### [Excerpt]
___

Employee ownership and cost reductions will bring new efficiencies to Telecom

Few share issues have generated as much interest as the impending flotation of Telecom Eireann

Few share issues have generated as much interest as the impending flotation of Telecom Eireann. Not only is it the largest privatisation in the history of the State, but it is in a sector that has returned huge gains for investors around the world in the past few years. Telecoms in the UK, Europe and the US have all had an excellent run, particularly in the past eighteen months. What has been driving this, and what are the implications for the Telecom Eireann flotation?

The adoption of new and cheaper technology and the expectation of revenue and profitability growth are behind the massive rise of telecom stocks. Mobile phone penetration rates in Europe are exceeding expectations and in Scandinavia, levels of penetration previously thought to have been wildly optimistic are being handsomely beaten.

___

### [Exercise description]
Retype the passage on the Telecom Eireann flotation between "The adoption of" and "being handsomely beaten.", inclusive.

### [Records from a collection]
___

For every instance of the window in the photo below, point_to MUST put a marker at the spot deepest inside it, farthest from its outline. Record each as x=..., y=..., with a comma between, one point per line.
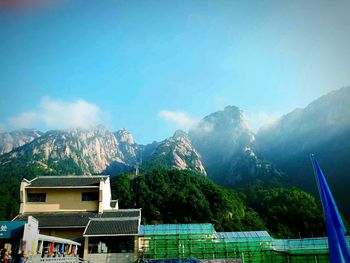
x=37, y=197
x=89, y=196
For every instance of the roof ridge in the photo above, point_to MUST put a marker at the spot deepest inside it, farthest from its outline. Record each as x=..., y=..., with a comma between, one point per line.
x=114, y=218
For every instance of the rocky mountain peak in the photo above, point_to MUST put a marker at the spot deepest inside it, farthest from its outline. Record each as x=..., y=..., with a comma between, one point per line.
x=180, y=134
x=17, y=138
x=124, y=136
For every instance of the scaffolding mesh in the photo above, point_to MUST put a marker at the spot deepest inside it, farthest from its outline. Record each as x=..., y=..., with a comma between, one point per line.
x=177, y=243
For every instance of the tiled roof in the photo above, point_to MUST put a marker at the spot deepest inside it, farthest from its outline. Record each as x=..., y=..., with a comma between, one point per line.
x=77, y=219
x=112, y=226
x=122, y=213
x=60, y=219
x=66, y=181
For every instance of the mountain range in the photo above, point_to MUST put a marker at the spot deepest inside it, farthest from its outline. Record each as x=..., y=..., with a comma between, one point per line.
x=221, y=146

___

### [Response to the task]
The adoption of new and cheaper technology and the expectation of revenue and profitability growth are behind the massive rise of telecom stocks. Mobile phone penetration rates in Europe are exceeding expectations and in Scandinavia, levels of penetration previously thought to have been wildly optimistic are being handsomely beaten.